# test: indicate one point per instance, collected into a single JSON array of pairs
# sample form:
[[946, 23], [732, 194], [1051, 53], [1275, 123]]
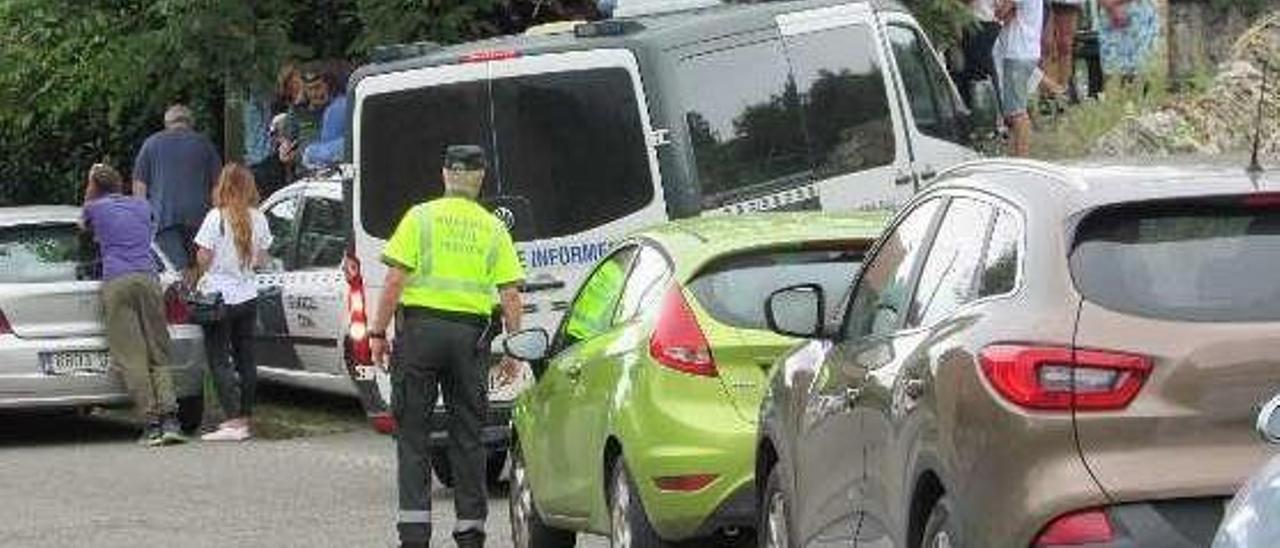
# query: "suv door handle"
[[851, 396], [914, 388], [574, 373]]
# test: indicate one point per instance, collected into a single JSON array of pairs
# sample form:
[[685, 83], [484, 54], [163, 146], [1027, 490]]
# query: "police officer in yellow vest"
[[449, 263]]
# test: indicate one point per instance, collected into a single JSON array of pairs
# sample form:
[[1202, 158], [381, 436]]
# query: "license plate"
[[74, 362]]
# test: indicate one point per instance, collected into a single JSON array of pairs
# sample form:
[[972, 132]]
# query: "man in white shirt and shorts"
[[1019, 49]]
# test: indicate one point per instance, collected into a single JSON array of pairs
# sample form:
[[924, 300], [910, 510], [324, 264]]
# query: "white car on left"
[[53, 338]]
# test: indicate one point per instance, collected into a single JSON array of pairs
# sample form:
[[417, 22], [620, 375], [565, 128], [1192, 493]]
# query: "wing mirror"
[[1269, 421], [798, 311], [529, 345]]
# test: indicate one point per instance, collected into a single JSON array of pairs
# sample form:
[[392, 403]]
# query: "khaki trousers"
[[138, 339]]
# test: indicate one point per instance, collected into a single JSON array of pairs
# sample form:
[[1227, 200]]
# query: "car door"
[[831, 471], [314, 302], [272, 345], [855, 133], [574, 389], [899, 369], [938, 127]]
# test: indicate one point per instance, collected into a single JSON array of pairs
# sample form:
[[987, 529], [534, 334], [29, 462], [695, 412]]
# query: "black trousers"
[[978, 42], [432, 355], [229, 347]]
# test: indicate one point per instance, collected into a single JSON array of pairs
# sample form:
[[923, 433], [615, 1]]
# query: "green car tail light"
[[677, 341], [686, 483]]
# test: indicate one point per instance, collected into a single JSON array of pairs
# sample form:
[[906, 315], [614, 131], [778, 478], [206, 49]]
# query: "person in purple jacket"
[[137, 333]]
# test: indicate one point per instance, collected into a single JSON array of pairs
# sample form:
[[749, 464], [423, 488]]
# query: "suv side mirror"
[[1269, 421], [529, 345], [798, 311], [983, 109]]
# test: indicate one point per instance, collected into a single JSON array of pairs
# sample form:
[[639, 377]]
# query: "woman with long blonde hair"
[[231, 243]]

◆ Problem description
Copy the listing character for character, pictures omitted.

◆ Solution to the problem
# test: indicate one point per instance, collected into a single JSON array of pairs
# sample form:
[[946, 23], [732, 194], [1051, 53], [1275, 123]]
# query: "suv door handle"
[[851, 396], [914, 388], [574, 373]]
# test: indicate one point per instance, collected into a single JSON array of pairs
# sample form:
[[685, 83], [484, 54], [163, 146], [1027, 490]]
# query: "police officer in yellow vest"
[[449, 263]]
# test: indicate one point per instance, collected into a single JSON array of pairs
# sample form:
[[1202, 158], [381, 436]]
# query: "license plate"
[[74, 362]]
# test: indicate one point per instance, collected into a single JSON array of pairs
# sample form:
[[972, 132]]
# query: "man in white shirt and shorts"
[[1019, 49]]
# test: indicate one point per instance, collected into a single JSON array of pairs
# sample form:
[[924, 300], [910, 510], [324, 264]]
# query: "white car on left"
[[53, 338]]
# test: indicate one point per instance, collected into a single JSON array of pairs
# sample form:
[[417, 22], [620, 375], [565, 128], [1192, 493]]
# query: "wing mirror"
[[1269, 421], [798, 311], [529, 345]]
# test: indicate one point per instance, collected into a single JSON array of pairs
# sample form:
[[392, 403]]
# query: "khaki trousers"
[[138, 339]]
# test: indicate one point per instance, collected into a single JSON array of pairs
# sample form:
[[1227, 200]]
# query: "car door"
[[831, 471], [314, 302], [272, 345], [855, 133], [574, 389], [899, 369], [938, 127]]
# test: indicate one point per instance, collected into a single JSON array of pairs
# sample form:
[[987, 529], [534, 334], [29, 462], [695, 412]]
# query: "black trousers"
[[978, 42], [432, 355], [229, 347]]
# test: indicate one point per instance, collected into a single JSON array of pairs
# sample form:
[[923, 433], [615, 1]]
# query: "green car tail light"
[[677, 341], [686, 483]]
# test: indicate one point per instance, collected into a single JSON array of pairs
# sample form:
[[906, 315], [614, 131], [778, 478], [206, 49]]
# query: "person in purple jacket"
[[137, 333]]
# test: indicate one point per instance, collected into a single JSON array of pairs
# sample form:
[[749, 464], [423, 488]]
# query: "suv side mirror"
[[1269, 421], [529, 345], [798, 311], [983, 109]]
# test: indicate one point per instance, collected into a single JSON array of pairs
# sample form:
[[639, 377]]
# query: "woman with long blonde hair"
[[231, 243]]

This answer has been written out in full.